** start Rows **

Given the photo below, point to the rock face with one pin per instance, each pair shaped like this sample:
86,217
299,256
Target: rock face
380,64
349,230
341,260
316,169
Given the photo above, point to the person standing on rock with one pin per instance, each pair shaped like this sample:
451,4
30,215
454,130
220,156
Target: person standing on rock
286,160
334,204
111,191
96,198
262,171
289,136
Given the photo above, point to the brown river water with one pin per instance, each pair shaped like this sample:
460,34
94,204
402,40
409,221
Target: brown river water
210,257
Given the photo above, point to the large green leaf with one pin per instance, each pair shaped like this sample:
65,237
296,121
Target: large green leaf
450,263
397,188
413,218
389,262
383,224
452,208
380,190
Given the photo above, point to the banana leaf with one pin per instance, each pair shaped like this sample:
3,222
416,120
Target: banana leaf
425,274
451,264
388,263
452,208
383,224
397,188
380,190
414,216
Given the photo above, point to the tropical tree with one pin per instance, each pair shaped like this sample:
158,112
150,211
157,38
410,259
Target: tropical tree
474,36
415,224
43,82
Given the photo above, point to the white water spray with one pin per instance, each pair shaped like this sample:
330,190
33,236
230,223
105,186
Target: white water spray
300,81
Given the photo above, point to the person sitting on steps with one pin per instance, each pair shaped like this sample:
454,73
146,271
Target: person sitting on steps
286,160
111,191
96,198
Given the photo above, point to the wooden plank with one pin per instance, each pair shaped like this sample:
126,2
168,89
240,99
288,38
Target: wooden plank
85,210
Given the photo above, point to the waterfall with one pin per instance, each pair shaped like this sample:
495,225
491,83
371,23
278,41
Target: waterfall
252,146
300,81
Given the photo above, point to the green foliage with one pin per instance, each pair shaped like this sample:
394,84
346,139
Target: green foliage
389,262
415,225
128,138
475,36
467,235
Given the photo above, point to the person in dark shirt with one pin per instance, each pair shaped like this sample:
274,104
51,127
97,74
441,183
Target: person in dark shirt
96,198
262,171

** end Rows **

Given task
Copy the lines above word for word, from the line that contains "Given the photo above, point to the green" through the final line.

Answer
Given the photo above, point to the green foliage with one pin per instance, each pair shaped like this sample:
394,84
346,139
Target: green foliage
389,262
415,225
128,138
475,36
467,235
Given the photo above, point to the person in dark shirt with one pin per instance, each pair shaped like this sample:
274,104
51,127
97,74
441,183
Target: person in dark shirt
96,198
262,171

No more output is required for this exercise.